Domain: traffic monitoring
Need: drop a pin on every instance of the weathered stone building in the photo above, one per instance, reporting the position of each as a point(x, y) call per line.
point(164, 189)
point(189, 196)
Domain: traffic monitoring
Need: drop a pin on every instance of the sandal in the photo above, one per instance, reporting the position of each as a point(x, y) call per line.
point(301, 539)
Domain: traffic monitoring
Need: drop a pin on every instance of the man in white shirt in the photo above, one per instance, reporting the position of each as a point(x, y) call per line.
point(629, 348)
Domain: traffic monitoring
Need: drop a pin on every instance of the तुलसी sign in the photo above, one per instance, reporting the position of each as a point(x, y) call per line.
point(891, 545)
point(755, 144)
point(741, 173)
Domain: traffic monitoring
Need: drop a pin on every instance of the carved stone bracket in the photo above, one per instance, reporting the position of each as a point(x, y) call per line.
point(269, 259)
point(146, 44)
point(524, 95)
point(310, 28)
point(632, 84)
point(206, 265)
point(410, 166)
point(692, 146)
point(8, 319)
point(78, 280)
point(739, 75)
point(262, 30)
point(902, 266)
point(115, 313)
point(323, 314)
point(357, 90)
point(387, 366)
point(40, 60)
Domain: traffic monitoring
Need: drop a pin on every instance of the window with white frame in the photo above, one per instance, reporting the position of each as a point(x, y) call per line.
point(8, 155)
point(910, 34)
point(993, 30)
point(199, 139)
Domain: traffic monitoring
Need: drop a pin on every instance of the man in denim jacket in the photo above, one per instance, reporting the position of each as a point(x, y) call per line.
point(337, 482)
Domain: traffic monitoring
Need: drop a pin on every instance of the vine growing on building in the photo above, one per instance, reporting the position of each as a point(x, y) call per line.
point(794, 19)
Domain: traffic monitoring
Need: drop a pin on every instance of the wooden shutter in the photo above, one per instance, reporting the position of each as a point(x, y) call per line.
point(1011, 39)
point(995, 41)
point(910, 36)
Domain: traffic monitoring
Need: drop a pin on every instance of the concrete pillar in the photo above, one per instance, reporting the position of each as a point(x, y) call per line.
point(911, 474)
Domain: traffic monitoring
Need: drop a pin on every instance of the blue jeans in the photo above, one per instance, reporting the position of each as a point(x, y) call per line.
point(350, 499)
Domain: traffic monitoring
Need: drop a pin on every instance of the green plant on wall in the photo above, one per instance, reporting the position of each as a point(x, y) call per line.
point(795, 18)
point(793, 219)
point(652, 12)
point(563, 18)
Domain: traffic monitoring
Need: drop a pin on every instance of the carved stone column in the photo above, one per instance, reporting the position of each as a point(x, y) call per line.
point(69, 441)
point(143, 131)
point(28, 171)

━━━━━━

## Cosa richiede
Ricopia tutti i record cambiando "traffic monitoring" in "urban planning" e lasciando invariato tutto il resto.

## Risposta scritta
Domain: urban planning
Need: drop a pin on every instance of the weathered stone building in the photo above, one per instance, reporting the position of each as a point(x, y) call per line.
point(164, 189)
point(189, 196)
Domain: urban planning
Need: drop a pin on every instance of the sandal in the photo above, one per instance, reporting the position of each as a point(x, y) call per line.
point(301, 539)
Domain: urban planning
Need: drop a pin on every instance of the man in white shirt in the photo above, one per instance, reporting the position of each as a point(x, y) call per line.
point(629, 348)
Domain: urban planning
Need: drop a pin on every instance of the तुलसी sign in the photo above, one per instance, reporting the position of each as a point(x, y) call per line.
point(891, 545)
point(755, 144)
point(741, 173)
Domain: urban planning
Need: drop a pin on every instance of the carved stone bracket in the photo above, one per instance, reporting the position of each as a point(x, y) call per line.
point(269, 259)
point(146, 44)
point(524, 95)
point(310, 28)
point(632, 84)
point(206, 265)
point(410, 166)
point(692, 146)
point(8, 319)
point(78, 280)
point(739, 75)
point(262, 30)
point(902, 266)
point(115, 313)
point(323, 314)
point(357, 90)
point(387, 366)
point(40, 60)
Domain: urban planning
Need: drop a pin on every instance of the window with white frame in the photo above, one per instance, reporting the position of each as a point(x, y) call per line.
point(8, 155)
point(910, 34)
point(993, 30)
point(199, 139)
Domain: urban planning
Need: drop a pin on every instance of the man in denim jacket in the photo above, one per instance, reporting the position of each as a point(x, y) call per line.
point(337, 482)
Domain: urban planning
Need: drop a pin on every instance of the vine growing on building in the photo above, one per instance, reporting the position of each as a point(x, y) call per line.
point(794, 19)
Domain: urban planning
Need: drop a pin on every instance of the wooden shutter in the photo above, one per instance, reporting the position of each as a point(x, y) call per line.
point(1011, 39)
point(995, 41)
point(910, 36)
Domain: urban planning
Need: drop a pin on every instance of the concrete pillar in the photo above, one per instance, reporting the position of each as a point(x, y) call per line.
point(911, 474)
Domain: urban planning
Need: drop a pin on every instance of the blue jeans in the photo above, one per instance, reporting the position of each as a point(x, y) call per line.
point(350, 499)
Domain: urban planning
Need: drop a pin on every instance of the green plant on wall in the photo above, one per instance, reporting the position of each as a point(x, y) call per line.
point(795, 18)
point(793, 219)
point(652, 12)
point(563, 18)
Domain: urban planning
Need: drop a pin on every instance of the carved stone column in the photo above, one per instance, reporting the position of each as a point(x, y) call per line.
point(69, 441)
point(143, 131)
point(28, 171)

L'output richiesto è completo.